- **DIRECTIONS**:
a) According to the Ebola outbreak article, on what date was the outbreak officially designated a global health emergency?
b) Rewrite the part of the Ebola outbreak article that begins at the words "The outbreak, which" and stops after "continental defense strategy.", replacing "escalating" with "growing".

- **TEXT EXCERPT**:
Frontline researchers at Stellenbosch University’s (SU) Faculty of Medicine and Health Sciences are assisting in mobilising to bolster containment and diagnostic operations in the DRC and Uganda.
Image: File
Leading African scientists have launched an urgent, cross-border intervention following the World Health Organisation’s declaration of a Public Health Emergency of International Concern (PHEIC) over a rising Ebola outbreak in East and Central Africa.
The outbreak, which was officially designated a global health emergency on 17 May 2026, is tearing through regions of the Democratic Republic of the Congo (DRC) and Uganda. Unlike previous high-profile epidemics, this crisis is driven by the rare Bundibugyo strain of the ebolavirus—a variant for which there are currently no licensed vaccines, no approved antiviral treatments, and no reliable rapid diagnostic tests.
In response to the escalating threat, frontline researchers at Stellenbosch University’s (SU) Faculty of Medicine and Health Sciences in South Africa have rapidly mobilised to bolster containment and diagnostic operations in the affected nations. Professor Jean B. Nachega, Director of SU’s Biomedical Research Institute (BMRI), has been appointed to the Africa Centres for Disease Control and Prevention Emergency Consultative Group to help shape the continental defense strategy.
Professor Nachega warned that this outbreak requires an urgent and highly coordinated response. This is to strengthen surveillance, expanding diagnostic capacity closer to affected communities, protecting healthcare workers, and accelerating research on diagnostics, therapeutics, and vaccines. He emphasised that everything possible must be done to contain the outbreak early and prevent further regional, continental, and global spread.
The Bundibugyo strain presents a terrifying operational challenge for international health agencies because standard molecular diagnostic platforms widely used across Africa, including several GeneXpert-based assays, are engineered primarily for the more common Zaire Ebola strain and cannot reliably detect this variant. As a result, patient samples must be shipped across vast distances to highly specialised reference laboratories just to confirm a diagnosis. This bottleneck creates critical delays in isolating patients and tracing contacts, allowing the virus to spread undetected.
Furthermore, while the Bundibugyo strain has historically exhibited a lower case fatality rate than its Zaire counterpart, the lack of medical countermeasures means mortality rates in this outbreak have reached a staggering 40% to 50%. The situation is compounded by fragile local healthcare infrastructure and severe regional insecurity.

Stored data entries

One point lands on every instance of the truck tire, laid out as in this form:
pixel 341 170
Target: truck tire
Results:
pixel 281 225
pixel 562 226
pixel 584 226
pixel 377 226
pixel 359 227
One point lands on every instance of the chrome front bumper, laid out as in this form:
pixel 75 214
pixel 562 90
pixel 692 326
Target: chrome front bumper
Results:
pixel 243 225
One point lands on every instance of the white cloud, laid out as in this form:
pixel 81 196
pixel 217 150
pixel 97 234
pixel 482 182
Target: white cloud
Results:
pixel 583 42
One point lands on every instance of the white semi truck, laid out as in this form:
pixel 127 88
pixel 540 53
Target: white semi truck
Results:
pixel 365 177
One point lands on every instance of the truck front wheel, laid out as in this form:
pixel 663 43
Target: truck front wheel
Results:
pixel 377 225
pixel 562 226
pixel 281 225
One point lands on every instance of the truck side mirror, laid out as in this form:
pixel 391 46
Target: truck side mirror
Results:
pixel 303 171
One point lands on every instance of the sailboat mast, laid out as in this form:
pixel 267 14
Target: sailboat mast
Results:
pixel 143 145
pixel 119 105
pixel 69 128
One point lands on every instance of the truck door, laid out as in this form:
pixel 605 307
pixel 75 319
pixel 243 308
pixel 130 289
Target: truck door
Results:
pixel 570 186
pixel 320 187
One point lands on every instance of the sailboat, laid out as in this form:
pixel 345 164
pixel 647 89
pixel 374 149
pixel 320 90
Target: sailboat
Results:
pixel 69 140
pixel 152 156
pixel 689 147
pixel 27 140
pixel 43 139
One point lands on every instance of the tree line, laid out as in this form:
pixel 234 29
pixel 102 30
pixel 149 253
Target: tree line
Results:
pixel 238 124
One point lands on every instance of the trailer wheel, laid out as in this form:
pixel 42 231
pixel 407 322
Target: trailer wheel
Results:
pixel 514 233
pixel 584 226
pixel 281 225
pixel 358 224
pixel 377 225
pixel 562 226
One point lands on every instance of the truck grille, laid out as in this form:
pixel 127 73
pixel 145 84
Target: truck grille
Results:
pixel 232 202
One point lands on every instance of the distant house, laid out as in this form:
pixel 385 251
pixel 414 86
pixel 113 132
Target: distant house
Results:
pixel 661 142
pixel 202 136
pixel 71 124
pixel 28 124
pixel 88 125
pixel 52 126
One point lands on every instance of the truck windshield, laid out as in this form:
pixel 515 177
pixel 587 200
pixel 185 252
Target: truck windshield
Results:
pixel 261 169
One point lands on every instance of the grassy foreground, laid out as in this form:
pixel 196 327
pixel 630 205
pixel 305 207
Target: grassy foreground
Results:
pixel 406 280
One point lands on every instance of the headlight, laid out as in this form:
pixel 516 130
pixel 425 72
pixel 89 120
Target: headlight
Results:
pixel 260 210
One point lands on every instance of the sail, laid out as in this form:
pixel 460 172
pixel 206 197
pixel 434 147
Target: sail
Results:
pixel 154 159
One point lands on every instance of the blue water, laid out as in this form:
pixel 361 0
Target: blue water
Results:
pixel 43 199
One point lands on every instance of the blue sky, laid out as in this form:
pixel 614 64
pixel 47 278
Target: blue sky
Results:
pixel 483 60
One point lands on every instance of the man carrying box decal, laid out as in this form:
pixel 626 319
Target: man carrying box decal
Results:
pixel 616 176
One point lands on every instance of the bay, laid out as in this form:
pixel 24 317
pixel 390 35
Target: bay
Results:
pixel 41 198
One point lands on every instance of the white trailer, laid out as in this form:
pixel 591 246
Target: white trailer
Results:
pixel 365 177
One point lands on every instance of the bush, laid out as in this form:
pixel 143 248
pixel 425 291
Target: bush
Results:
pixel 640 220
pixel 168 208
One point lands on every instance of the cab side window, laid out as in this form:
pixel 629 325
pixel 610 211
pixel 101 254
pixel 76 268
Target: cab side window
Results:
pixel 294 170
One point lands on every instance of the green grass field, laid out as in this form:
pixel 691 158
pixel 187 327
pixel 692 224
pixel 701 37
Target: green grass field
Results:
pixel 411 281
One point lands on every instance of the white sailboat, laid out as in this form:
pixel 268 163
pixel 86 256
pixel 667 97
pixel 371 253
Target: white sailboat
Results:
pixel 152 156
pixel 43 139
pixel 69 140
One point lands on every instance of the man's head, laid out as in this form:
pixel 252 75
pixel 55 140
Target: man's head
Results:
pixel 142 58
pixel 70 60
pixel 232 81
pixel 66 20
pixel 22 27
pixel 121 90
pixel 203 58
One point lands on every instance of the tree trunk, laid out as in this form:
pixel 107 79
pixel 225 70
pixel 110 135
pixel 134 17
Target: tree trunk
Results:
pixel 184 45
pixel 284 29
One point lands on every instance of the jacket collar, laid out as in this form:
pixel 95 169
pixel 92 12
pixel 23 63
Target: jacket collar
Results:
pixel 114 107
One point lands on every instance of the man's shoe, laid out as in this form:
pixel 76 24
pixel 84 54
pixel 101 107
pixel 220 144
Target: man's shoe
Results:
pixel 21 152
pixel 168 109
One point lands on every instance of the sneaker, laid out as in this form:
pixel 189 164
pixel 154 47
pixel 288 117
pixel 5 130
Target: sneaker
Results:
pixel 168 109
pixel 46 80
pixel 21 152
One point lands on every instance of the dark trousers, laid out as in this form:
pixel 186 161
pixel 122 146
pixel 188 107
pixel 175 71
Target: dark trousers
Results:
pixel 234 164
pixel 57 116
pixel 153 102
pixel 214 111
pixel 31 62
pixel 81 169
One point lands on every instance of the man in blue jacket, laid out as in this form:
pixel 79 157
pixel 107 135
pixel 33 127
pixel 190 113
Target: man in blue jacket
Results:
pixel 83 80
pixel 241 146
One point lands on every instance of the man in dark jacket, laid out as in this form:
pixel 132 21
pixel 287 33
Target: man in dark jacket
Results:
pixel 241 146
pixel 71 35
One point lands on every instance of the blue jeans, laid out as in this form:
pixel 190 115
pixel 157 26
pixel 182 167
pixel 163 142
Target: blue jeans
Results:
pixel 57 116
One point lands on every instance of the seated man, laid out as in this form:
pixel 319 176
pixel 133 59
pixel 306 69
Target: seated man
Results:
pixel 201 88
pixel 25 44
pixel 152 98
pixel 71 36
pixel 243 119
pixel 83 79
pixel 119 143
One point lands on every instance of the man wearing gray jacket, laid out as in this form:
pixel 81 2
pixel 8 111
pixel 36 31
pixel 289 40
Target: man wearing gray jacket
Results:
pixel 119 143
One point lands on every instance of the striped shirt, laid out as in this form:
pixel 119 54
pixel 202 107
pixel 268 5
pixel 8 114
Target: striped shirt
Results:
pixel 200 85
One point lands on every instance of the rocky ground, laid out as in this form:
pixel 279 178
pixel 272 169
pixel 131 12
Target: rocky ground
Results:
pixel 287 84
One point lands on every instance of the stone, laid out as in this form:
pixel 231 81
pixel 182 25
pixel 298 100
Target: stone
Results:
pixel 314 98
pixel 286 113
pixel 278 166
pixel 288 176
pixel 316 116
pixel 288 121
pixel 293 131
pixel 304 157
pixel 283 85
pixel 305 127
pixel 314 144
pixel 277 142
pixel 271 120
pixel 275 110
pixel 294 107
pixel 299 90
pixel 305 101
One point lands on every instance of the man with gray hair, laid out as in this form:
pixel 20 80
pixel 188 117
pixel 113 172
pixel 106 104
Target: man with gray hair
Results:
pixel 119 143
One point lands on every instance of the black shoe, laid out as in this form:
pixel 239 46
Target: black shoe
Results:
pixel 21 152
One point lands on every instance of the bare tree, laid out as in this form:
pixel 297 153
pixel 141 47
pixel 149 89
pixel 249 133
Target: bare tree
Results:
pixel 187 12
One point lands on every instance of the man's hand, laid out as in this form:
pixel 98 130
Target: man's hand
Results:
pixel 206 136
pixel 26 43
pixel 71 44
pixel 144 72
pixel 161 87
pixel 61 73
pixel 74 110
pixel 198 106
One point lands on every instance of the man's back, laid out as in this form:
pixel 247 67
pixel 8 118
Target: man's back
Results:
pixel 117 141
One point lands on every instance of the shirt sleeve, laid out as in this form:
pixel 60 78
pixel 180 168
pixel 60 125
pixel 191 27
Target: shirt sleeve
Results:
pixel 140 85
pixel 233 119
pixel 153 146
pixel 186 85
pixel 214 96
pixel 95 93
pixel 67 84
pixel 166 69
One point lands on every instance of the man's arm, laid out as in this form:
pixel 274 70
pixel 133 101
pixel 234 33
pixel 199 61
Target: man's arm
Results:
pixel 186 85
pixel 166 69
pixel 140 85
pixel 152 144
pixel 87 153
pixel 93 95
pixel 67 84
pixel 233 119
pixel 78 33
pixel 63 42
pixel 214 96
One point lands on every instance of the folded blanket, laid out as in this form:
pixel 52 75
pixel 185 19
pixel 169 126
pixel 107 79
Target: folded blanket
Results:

- **EXPECTED OUTPUTS**:
a) 17 May 2026

b)
The outbreak, which was officially designated a global health emergency on 17 May 2026, is tearing through regions of the Democratic Republic of the Congo (DRC) and Uganda. Unlike previous high-profile epidemics, this crisis is driven by the rare Bundibugyo strain of the ebolavirus—a variant for which there are currently no licensed vaccines, no approved antiviral treatments, and no reliable rapid diagnostic tests.
In response to the growing threat, frontline researchers at Stellenbosch University’s (SU) Faculty of Medicine and Health Sciences in South Africa have rapidly mobilised to bolster containment and diagnostic operations in the affected nations. Professor Jean B. Nachega, Director of SU’s Biomedical Research Institute (BMRI), has been appointed to the Africa Centres for Disease Control and Prevention Emergency Consultative Group to help shape the continental defense strategy.